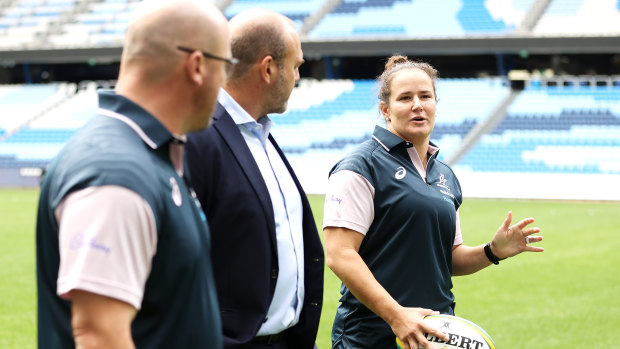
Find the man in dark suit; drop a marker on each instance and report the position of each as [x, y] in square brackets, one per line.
[267, 255]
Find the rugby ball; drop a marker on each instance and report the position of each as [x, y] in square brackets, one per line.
[463, 334]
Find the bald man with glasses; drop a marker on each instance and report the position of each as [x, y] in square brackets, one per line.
[123, 247]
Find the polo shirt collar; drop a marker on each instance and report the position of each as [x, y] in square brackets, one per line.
[151, 130]
[241, 117]
[390, 141]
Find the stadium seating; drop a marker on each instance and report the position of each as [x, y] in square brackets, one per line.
[39, 120]
[296, 10]
[421, 18]
[555, 129]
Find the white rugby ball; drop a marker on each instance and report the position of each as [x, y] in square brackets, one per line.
[463, 333]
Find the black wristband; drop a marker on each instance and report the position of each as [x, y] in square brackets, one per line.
[493, 258]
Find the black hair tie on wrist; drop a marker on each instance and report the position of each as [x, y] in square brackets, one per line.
[493, 258]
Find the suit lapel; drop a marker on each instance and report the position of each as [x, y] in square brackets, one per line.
[229, 131]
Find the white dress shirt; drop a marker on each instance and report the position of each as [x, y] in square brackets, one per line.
[288, 298]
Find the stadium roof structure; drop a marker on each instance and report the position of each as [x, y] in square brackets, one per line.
[363, 47]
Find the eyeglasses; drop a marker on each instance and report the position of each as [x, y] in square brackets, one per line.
[230, 61]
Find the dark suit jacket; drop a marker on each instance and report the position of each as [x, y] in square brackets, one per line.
[236, 201]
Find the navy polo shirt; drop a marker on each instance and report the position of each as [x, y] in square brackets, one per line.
[408, 246]
[126, 146]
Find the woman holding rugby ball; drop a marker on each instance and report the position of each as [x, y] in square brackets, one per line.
[391, 222]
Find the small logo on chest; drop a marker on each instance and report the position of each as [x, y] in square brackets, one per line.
[176, 192]
[443, 184]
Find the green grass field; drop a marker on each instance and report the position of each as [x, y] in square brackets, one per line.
[566, 297]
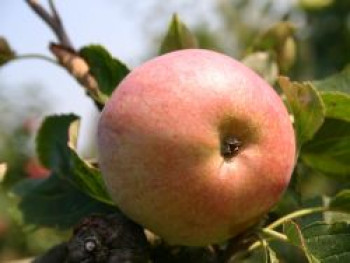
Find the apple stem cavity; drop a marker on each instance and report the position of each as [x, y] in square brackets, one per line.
[230, 147]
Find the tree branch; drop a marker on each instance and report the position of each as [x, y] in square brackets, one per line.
[52, 20]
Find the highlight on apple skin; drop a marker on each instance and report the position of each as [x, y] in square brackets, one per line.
[195, 146]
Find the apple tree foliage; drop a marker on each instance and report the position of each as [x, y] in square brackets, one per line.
[316, 230]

══════════

_What to work on_:
Write out the items above once more, unchanged, from the line with "Find the highlight" through the last line of the items.

_In response_:
Find the highlight on apple skin; drop a marker on each instance and report the position of each as [x, y] in square brackets, one per line.
[195, 146]
Find the apple tree foliage; drop a marker on each instance and report the position of each as [x, y] in square brackets, one per line.
[316, 230]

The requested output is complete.